§ **Task input**:
=======

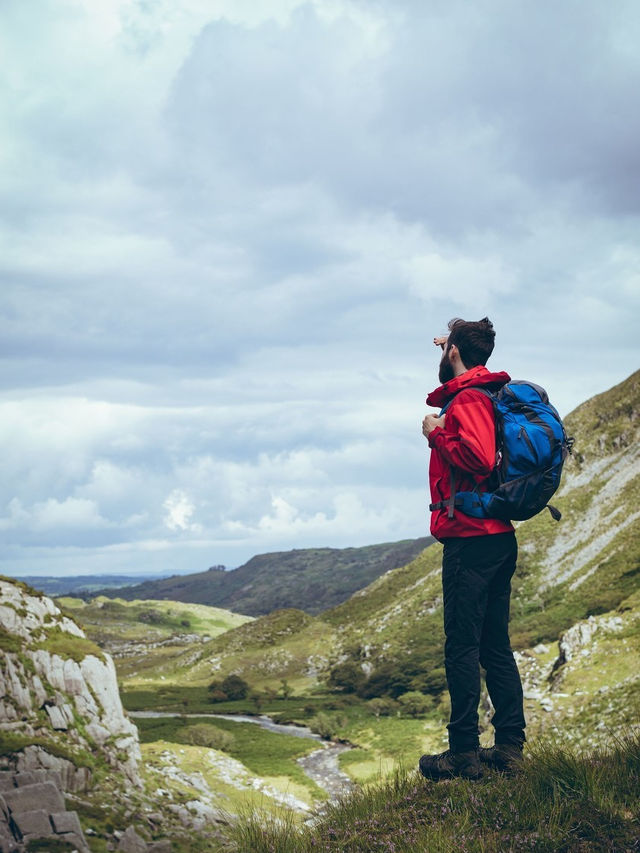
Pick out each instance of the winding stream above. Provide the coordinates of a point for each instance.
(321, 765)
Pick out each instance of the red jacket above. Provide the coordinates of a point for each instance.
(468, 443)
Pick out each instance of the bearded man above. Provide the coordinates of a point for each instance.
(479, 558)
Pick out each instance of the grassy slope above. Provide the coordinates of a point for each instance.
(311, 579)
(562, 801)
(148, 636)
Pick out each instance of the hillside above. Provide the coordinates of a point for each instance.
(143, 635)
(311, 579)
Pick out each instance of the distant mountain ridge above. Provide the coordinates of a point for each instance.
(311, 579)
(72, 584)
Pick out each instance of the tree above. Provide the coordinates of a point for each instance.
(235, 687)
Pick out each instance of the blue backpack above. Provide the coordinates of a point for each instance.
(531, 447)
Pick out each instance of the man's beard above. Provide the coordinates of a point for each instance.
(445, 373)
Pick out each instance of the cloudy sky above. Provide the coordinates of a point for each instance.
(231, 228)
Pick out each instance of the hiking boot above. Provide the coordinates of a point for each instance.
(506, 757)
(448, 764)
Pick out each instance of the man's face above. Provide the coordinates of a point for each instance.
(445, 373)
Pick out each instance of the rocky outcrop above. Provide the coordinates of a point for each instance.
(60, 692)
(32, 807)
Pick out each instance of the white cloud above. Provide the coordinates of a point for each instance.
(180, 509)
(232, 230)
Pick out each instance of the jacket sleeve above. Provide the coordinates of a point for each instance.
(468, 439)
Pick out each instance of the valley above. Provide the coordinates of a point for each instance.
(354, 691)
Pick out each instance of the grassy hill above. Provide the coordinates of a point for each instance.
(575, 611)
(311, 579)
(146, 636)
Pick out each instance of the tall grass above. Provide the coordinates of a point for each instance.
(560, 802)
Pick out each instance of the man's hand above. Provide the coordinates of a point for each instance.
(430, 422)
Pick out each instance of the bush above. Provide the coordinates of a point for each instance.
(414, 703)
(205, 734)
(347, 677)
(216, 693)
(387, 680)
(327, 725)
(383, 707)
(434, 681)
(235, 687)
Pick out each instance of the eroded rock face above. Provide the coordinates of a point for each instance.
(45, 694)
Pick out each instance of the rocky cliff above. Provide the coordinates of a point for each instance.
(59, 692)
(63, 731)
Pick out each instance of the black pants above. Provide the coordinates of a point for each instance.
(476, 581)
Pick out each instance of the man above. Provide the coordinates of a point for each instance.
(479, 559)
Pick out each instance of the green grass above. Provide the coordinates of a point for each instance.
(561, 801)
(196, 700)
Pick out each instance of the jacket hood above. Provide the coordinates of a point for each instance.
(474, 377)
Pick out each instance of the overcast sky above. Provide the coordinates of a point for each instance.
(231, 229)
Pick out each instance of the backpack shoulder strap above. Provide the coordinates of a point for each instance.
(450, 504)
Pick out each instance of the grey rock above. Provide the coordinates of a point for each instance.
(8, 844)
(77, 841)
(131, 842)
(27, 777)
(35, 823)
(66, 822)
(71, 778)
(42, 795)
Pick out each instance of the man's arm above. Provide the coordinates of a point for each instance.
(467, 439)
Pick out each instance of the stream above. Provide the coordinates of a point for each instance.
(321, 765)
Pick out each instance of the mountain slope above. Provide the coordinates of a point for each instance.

=======

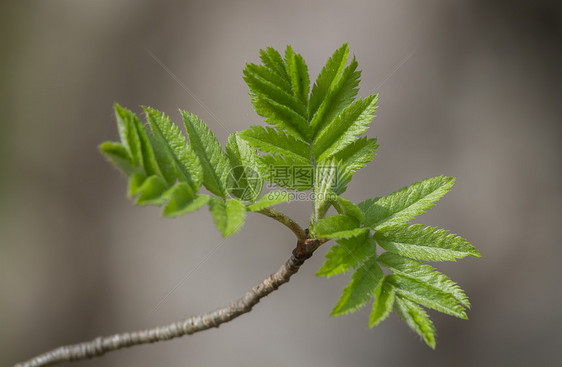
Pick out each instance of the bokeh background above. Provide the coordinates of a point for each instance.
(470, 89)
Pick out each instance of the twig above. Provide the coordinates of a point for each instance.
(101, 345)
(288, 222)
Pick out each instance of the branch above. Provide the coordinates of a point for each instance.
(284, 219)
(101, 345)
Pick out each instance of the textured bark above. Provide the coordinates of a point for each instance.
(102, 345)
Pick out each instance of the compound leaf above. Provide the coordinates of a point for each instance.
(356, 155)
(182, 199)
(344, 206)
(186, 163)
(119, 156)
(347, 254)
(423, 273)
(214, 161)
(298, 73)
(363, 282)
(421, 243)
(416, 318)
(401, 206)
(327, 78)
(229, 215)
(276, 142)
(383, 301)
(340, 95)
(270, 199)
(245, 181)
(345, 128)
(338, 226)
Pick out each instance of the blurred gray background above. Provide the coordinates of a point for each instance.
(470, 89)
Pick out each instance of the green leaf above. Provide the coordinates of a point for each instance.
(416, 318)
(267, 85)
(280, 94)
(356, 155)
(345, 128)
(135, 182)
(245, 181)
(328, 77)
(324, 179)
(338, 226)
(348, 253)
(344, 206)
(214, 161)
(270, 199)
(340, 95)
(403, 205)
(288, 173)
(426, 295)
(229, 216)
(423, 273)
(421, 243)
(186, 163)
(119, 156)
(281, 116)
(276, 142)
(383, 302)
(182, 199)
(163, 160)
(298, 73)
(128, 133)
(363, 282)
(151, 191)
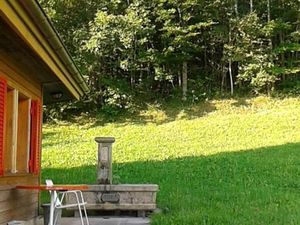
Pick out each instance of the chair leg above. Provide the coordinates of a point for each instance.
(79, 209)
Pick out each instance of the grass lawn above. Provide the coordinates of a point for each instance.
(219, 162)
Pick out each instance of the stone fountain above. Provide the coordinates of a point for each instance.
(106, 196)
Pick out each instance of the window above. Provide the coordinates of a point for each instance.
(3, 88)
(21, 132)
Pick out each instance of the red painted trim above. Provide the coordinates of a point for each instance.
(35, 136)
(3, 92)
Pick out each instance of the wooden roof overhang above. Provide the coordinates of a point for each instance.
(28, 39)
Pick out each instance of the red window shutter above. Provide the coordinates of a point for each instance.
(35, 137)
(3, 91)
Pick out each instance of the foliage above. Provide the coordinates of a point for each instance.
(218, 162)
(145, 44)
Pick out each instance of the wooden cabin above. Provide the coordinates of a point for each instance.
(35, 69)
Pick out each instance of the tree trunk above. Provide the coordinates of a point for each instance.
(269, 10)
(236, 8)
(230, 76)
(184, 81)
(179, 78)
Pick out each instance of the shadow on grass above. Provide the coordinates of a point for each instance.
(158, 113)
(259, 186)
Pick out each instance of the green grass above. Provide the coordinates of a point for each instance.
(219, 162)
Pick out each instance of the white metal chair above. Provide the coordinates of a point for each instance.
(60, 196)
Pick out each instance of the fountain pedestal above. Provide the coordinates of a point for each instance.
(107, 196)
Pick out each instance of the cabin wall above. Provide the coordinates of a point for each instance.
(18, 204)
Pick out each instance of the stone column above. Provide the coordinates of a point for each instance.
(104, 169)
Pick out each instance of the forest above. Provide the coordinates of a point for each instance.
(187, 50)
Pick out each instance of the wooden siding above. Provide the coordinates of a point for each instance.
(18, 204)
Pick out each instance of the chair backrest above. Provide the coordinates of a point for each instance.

=======

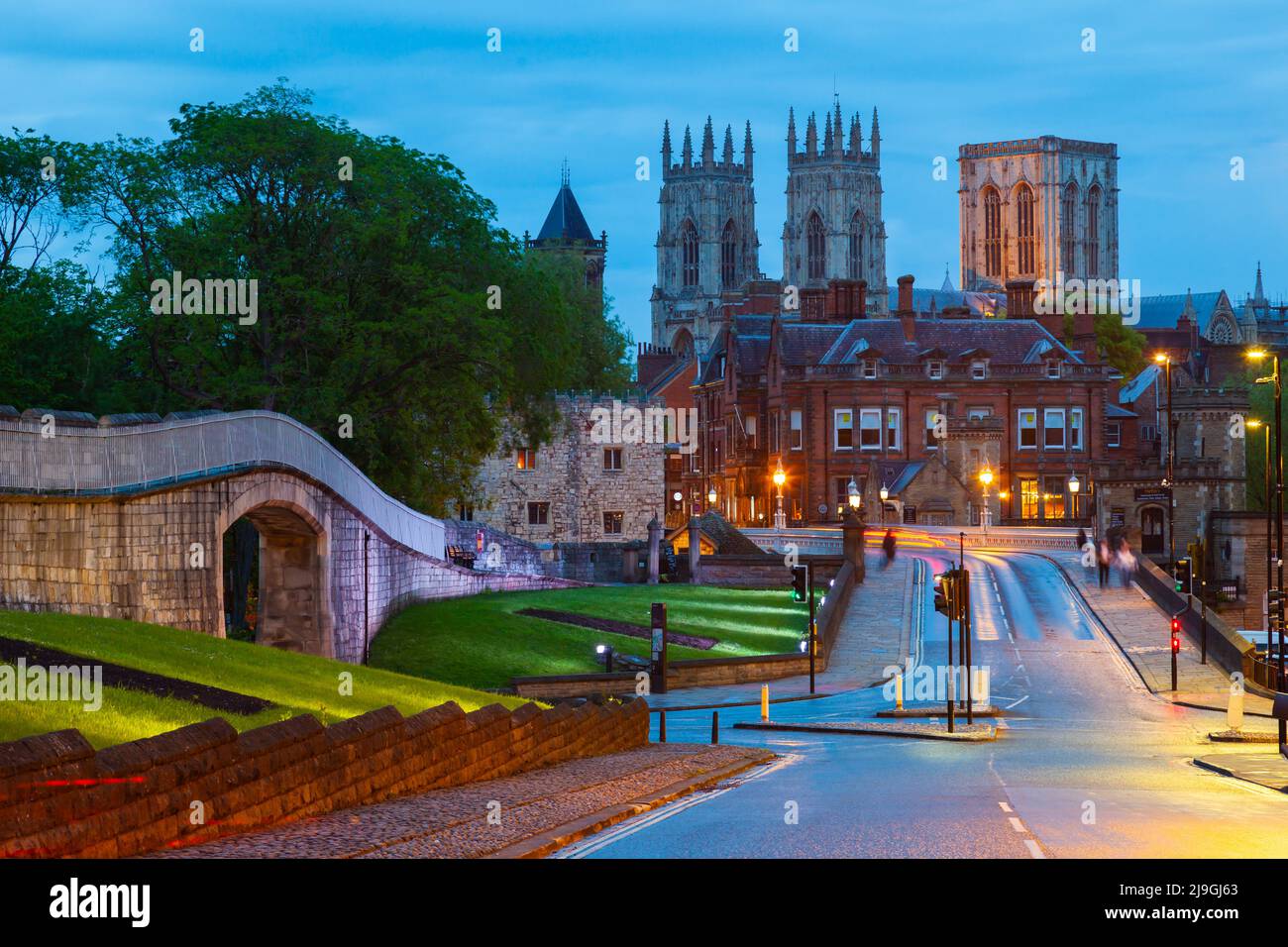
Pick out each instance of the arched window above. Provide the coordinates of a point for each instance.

=======

§ **Instructions for the task**: Report every line of the material above that contains the word "grassy", copying each such line in full.

§ **Answer**:
Pick out each instance of the grassy slope above. Provide the coordinates of a point for each instance.
Pick out each instance of the grassy hill above. Provide the coordinates of a point for each instance.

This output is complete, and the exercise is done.